[start of AVAILABLE RECORDS]

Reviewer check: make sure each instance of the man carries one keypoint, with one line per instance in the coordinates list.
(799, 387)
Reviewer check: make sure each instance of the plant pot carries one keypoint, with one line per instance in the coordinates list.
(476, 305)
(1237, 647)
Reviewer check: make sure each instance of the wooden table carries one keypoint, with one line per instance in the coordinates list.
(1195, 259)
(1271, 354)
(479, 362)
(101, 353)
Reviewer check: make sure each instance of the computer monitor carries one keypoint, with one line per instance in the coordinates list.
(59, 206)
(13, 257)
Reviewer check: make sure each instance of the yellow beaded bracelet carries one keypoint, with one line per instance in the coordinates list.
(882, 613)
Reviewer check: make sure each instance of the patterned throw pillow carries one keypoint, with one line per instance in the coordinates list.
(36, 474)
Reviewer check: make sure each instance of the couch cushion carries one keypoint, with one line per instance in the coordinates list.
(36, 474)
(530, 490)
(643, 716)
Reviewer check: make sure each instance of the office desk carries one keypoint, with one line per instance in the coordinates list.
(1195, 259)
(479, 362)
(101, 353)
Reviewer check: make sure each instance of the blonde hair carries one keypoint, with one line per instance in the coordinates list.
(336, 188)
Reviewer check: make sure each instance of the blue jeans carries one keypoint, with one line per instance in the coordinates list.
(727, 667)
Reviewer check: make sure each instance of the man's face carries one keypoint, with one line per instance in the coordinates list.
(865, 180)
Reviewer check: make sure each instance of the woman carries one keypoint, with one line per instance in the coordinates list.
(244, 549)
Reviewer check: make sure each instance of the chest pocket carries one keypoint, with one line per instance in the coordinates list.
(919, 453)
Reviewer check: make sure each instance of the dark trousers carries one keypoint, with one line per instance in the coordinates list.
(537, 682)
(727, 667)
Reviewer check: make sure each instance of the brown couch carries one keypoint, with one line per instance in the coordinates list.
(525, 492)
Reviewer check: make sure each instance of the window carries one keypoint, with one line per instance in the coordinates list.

[end of AVAILABLE RECORDS]

§ GIVEN EXERCISE: Rewrite the records from the line containing "Reviewer check: make sure each instance of the chest" through the end of the records, changing "keypoint" to "marker" and keeping everything else the same.

§ COMPLETE RESPONSE:
Reviewer check: make sure each instance of the chest pocket carries one marker, with one line per instance in the coordinates list.
(919, 453)
Reviewer check: make sure each instance of the dark trousers carries one marker, with one line per instance in the coordinates list.
(537, 682)
(727, 667)
Reviewer check: make sure each instance of the brown couch carries one marker, with one line per instance in the coordinates list.
(525, 492)
Reviewer check: make sure each instance of the window carries one marker, with one line per instance in the coordinates list.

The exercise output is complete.